▶ EXERCISE REQUIREMENTS
Each line from the one that has "I would be grateful if you could mark the tiled" through the final line of the listing is to be written out exactly, and no other line is.

LISTED RECORDS below:

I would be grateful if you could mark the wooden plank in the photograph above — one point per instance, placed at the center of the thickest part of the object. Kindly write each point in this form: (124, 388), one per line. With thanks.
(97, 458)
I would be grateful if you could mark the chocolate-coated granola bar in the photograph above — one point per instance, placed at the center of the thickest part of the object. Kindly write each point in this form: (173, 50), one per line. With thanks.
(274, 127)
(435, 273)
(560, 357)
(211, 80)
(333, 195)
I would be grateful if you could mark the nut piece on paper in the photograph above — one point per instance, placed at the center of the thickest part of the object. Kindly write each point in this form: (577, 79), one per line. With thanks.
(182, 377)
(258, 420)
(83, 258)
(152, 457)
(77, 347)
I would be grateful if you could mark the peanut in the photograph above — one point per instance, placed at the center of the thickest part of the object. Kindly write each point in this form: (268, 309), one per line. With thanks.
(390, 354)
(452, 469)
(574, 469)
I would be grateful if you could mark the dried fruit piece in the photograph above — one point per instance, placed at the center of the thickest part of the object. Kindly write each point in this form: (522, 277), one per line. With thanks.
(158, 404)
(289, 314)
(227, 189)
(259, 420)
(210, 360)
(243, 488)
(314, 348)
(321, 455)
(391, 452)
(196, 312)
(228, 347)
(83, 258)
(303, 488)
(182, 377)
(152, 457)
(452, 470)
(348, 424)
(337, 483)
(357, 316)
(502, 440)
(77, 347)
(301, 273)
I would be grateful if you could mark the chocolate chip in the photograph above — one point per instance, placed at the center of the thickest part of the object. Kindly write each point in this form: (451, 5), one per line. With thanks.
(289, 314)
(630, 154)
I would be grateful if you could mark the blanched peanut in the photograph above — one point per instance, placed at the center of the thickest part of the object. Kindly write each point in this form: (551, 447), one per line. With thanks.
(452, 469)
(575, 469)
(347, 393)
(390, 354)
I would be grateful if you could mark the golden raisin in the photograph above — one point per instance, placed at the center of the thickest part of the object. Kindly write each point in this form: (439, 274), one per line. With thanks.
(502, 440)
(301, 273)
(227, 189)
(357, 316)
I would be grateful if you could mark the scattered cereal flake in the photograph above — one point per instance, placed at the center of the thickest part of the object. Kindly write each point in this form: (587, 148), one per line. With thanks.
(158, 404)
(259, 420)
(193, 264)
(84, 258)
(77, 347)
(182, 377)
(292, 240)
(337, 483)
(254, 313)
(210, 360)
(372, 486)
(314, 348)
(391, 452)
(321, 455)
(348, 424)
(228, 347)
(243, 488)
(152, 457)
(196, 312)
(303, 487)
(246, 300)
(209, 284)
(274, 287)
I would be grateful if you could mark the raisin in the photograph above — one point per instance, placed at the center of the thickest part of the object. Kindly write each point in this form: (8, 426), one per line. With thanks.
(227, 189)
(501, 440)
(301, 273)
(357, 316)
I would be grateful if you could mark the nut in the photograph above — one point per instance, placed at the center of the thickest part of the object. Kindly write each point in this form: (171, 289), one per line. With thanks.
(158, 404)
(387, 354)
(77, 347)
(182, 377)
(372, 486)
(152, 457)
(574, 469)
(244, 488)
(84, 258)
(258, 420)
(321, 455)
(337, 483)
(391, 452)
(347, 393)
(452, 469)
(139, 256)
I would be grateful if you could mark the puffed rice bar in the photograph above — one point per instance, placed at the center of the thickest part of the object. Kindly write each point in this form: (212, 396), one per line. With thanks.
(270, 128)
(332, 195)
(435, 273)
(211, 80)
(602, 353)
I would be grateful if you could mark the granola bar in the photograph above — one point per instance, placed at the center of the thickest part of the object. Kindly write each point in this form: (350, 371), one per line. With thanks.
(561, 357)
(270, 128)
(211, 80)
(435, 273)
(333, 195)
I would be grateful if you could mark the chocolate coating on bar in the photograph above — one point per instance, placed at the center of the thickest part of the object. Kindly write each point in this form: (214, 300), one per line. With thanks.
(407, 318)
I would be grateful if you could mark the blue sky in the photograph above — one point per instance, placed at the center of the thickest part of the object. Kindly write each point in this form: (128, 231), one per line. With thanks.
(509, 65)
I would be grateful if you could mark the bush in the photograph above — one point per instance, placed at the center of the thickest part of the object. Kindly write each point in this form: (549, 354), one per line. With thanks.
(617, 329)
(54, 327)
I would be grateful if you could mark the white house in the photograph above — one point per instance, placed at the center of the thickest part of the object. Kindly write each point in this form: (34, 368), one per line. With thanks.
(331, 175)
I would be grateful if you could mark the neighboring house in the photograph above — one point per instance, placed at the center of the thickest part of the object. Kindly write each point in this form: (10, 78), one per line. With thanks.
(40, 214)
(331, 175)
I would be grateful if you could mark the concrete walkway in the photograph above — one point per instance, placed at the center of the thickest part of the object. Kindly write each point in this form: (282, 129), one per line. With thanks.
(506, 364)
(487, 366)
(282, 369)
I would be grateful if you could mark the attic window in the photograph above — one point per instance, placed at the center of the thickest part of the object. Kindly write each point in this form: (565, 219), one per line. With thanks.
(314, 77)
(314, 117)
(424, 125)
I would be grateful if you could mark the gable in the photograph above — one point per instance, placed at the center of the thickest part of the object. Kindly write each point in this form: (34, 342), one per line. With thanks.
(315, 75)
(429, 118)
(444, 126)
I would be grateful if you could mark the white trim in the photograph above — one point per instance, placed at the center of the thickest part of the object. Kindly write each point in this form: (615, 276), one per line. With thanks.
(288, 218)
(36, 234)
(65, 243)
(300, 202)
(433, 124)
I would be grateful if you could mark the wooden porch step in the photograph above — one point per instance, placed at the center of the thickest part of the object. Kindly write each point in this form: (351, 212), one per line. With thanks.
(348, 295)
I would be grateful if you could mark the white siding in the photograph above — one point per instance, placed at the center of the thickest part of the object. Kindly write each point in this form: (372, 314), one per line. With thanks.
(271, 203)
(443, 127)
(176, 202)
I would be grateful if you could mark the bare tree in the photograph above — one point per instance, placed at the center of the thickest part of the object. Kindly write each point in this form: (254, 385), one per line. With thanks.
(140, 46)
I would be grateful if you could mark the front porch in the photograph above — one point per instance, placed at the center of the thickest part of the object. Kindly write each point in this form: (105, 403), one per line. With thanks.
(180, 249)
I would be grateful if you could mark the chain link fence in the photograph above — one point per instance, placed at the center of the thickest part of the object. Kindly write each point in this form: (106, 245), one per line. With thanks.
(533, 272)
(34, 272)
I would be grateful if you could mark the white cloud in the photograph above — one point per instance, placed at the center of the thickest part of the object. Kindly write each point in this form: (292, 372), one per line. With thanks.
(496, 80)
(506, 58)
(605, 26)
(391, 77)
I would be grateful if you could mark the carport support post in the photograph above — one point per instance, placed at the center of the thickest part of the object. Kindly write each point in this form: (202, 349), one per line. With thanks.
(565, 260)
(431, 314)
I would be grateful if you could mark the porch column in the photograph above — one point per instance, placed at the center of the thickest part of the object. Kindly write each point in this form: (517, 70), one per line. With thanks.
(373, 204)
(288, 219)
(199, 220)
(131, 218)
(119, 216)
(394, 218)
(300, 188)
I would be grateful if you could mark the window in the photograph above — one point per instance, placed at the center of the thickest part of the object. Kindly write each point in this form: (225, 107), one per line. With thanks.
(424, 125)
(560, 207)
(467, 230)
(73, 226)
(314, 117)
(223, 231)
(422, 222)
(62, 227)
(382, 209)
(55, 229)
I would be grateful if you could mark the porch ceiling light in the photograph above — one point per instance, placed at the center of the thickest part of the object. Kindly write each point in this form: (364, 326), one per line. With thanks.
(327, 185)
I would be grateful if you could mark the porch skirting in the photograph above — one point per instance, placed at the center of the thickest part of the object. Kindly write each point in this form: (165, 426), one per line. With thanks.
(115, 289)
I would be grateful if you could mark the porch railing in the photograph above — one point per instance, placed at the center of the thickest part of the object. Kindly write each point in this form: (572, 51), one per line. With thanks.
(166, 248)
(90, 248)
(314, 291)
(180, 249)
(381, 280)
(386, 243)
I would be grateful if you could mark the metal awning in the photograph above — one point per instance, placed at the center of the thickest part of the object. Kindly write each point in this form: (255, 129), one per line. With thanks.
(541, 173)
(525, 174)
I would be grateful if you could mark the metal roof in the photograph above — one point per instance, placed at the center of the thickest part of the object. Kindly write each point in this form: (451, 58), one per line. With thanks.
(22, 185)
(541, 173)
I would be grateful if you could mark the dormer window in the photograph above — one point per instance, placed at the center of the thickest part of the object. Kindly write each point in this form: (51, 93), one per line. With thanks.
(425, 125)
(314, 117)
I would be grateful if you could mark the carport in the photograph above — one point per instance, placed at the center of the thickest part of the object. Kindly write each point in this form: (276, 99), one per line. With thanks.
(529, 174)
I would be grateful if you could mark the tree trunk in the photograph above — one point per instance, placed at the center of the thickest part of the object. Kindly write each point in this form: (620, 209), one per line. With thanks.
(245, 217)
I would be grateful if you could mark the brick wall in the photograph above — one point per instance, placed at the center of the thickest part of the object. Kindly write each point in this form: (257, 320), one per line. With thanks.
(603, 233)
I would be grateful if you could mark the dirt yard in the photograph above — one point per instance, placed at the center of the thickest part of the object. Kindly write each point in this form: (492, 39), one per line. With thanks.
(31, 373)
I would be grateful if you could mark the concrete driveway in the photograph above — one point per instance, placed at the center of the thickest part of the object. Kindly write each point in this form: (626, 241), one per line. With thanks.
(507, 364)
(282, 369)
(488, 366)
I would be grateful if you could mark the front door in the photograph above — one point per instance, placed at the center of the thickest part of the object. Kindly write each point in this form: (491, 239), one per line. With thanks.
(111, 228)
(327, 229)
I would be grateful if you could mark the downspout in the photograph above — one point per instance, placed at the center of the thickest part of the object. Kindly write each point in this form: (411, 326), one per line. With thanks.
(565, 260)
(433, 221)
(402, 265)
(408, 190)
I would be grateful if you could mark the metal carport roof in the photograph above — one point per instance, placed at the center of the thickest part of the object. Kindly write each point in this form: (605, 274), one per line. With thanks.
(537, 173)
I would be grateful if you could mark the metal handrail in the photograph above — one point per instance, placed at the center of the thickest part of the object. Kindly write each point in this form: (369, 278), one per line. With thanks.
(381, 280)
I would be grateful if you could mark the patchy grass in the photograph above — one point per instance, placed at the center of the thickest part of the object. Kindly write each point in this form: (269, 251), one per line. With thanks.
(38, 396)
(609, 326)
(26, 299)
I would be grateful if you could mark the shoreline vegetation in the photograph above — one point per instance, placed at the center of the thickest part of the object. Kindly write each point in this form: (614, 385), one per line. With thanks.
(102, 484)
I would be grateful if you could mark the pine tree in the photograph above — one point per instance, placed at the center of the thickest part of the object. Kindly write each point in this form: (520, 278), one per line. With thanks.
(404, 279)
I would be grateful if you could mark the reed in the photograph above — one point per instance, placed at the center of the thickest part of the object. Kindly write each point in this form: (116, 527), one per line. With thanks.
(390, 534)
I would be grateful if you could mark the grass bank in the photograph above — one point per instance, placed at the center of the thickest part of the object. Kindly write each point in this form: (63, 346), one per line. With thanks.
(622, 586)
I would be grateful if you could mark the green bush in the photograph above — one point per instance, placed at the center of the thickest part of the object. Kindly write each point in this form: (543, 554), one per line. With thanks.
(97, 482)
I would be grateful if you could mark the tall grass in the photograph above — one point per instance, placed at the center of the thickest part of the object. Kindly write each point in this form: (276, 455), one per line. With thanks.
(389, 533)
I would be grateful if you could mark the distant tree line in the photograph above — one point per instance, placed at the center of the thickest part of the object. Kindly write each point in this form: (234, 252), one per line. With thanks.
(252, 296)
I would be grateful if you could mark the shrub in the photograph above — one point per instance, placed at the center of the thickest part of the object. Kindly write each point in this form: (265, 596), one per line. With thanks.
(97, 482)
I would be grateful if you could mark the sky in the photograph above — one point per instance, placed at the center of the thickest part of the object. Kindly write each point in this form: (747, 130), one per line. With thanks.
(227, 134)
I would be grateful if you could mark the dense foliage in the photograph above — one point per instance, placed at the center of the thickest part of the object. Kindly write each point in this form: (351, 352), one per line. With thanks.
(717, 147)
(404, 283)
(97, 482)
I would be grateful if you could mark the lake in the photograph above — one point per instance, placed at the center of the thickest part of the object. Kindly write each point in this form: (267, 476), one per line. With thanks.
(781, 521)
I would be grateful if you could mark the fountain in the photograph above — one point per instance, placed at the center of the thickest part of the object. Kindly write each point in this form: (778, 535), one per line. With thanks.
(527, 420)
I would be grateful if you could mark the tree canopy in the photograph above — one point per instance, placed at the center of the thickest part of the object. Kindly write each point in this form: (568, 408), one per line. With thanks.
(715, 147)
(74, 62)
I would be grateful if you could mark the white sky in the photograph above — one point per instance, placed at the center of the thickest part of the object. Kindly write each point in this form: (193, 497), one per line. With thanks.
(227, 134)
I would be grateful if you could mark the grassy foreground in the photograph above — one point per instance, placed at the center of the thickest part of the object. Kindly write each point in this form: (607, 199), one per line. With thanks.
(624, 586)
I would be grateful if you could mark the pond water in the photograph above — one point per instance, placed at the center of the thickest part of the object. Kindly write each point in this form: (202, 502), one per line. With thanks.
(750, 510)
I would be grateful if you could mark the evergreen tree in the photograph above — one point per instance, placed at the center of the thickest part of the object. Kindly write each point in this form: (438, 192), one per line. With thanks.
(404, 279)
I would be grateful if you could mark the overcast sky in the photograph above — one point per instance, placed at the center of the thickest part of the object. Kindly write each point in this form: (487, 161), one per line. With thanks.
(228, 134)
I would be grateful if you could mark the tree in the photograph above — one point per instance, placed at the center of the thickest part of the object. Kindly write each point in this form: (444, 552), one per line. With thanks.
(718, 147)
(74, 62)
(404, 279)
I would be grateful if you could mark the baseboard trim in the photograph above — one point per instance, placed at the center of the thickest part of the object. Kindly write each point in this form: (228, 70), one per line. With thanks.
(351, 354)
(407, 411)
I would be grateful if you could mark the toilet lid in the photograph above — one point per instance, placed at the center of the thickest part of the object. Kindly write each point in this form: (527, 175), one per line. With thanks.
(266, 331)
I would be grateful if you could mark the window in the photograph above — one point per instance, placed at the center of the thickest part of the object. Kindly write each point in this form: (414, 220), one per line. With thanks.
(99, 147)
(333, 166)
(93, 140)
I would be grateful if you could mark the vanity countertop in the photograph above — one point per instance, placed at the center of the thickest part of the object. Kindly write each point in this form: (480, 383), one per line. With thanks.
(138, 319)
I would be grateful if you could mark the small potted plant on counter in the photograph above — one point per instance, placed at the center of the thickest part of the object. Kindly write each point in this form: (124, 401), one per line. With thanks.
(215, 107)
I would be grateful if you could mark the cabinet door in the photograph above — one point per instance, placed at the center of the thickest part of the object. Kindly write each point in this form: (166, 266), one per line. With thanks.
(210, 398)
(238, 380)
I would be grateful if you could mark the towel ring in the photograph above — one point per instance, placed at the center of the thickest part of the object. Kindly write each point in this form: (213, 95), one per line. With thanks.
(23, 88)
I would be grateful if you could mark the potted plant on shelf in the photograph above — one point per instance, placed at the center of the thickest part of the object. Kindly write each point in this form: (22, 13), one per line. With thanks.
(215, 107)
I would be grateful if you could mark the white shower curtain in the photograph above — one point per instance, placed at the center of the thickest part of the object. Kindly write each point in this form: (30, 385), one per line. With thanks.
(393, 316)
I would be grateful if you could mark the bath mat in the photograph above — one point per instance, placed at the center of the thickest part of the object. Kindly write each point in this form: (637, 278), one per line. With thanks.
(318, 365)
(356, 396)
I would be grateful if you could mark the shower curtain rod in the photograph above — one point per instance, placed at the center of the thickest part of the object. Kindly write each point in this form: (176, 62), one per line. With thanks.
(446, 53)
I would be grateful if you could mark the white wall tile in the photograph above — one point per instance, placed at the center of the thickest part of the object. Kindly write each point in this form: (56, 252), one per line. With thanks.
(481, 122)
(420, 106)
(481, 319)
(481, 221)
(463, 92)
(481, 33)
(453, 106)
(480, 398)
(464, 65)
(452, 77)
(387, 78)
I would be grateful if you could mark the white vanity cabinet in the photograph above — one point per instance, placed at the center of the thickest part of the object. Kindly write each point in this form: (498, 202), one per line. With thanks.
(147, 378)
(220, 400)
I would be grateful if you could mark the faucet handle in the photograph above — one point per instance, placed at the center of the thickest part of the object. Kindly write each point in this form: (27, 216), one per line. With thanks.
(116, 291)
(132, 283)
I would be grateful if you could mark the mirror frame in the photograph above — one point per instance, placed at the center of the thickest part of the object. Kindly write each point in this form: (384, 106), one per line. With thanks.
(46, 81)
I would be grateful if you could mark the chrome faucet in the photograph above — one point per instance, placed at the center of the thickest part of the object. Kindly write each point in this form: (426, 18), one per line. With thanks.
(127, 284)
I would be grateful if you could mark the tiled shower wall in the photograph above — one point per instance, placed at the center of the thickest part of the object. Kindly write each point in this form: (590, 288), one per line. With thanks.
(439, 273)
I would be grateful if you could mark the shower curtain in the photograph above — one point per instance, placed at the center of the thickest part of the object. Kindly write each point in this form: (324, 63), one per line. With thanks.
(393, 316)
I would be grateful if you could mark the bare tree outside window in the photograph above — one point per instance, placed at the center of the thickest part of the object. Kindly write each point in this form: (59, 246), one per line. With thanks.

End of LISTED RECORDS.

▶ WORKED SOLUTION
I would be grateful if you could mark the tiled shower wall in the photograph above — one point per instance, placed at the center of the thickest part of the object. Kindly write each point in this form: (590, 288), one per line. With thanks.
(439, 273)
I would be grateful if you could mark the shower curtain in the photograph above — one point per instance, placed at the center of the thickest part of the object. Kindly write each point in this form: (324, 63), one per line. With thanks.
(393, 316)
I would be grateful if you could mark the bare tree outside window in the photograph above — one point per instance, placed at the center of the thickest part of the object. Kindly write each point in this form: (59, 246), one per line. With thanks.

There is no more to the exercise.